(Provided data)
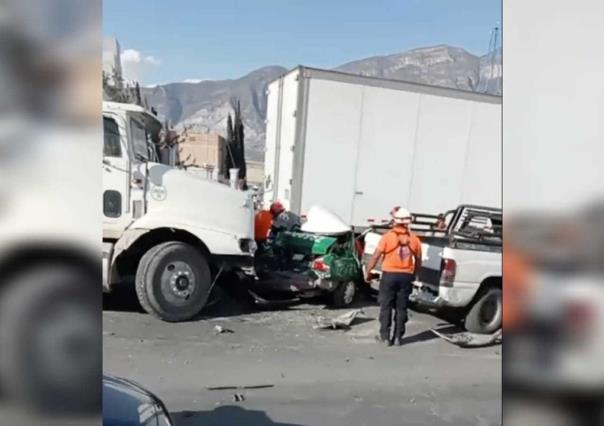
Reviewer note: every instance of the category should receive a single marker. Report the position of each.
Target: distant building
(111, 57)
(255, 173)
(201, 151)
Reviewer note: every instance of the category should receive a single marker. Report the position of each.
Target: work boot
(383, 340)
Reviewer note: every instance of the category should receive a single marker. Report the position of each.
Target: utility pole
(492, 58)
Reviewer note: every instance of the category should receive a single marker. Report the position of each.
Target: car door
(116, 176)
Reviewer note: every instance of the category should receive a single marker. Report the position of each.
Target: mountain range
(204, 106)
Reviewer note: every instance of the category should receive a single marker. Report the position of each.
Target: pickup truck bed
(460, 265)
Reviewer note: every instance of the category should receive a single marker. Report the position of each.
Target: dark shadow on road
(428, 335)
(225, 416)
(122, 299)
(452, 316)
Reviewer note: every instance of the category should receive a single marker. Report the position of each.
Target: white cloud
(135, 64)
(131, 56)
(152, 60)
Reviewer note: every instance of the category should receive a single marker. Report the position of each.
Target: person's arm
(418, 259)
(377, 255)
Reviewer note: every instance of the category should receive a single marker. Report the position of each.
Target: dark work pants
(395, 288)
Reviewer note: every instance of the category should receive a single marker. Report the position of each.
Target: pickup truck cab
(461, 264)
(170, 231)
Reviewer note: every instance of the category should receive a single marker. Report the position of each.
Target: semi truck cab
(168, 230)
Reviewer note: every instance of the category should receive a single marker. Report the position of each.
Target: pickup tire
(485, 315)
(50, 329)
(173, 281)
(344, 294)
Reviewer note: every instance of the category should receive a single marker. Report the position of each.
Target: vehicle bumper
(323, 284)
(End Provided data)
- Action item:
Leave the images out and transcribe the remaining data above word for word.

- Response to this exercise:
Reviewer note: every instance of the category should receive a single marker. Report the position of each.
Target: distant building
(111, 57)
(255, 173)
(201, 151)
Reviewer note: every instance of the category should receive a single marker. Report the position of each.
Target: work boot
(383, 340)
Reviewer note: every instance of the category should receive a single marker. Report the position of each.
Target: utility pole
(492, 58)
Reviewer note: every instance of the category should receive a single marker. Report the position of each.
Target: car door
(116, 176)
Reviewer note: every instance of the category should receive a single marker. Report the position of each.
Target: mountain range
(204, 106)
Reviewer note: every instance of the category should receive a single marker. Report the position of each.
Target: pickup truck bed
(460, 265)
Reviewer note: every instance of the category should receive a single marker. Report the position of each.
Target: dark shadow on road
(428, 335)
(225, 416)
(122, 299)
(452, 316)
Reviewer note: every instance of the category should receive a single marker. Report the position of each.
Target: white cloud
(135, 64)
(131, 56)
(152, 60)
Reviewer note: every instance of the category should receive a single marker. Report the position of each.
Target: person's arm
(418, 259)
(377, 255)
Reviewer note: every instance of the category should receive a single marker. Report the position of each.
Target: dark work pants
(395, 288)
Reviewer note: every instance of the category should receive a single marker. Report the position of each.
Target: pickup truck cab
(461, 264)
(170, 231)
Reviewer note: every instance of the category should receive a single marker. Report the position of each.
Target: semi truck cab
(168, 230)
Reviewer note: every instance of the category should receive a single marker. Report the position of each.
Target: pickup tire
(485, 315)
(50, 329)
(173, 281)
(344, 294)
Reviewer note: every instance of the category should receive a single marker. Report the position of each.
Target: vehicle bumper
(323, 284)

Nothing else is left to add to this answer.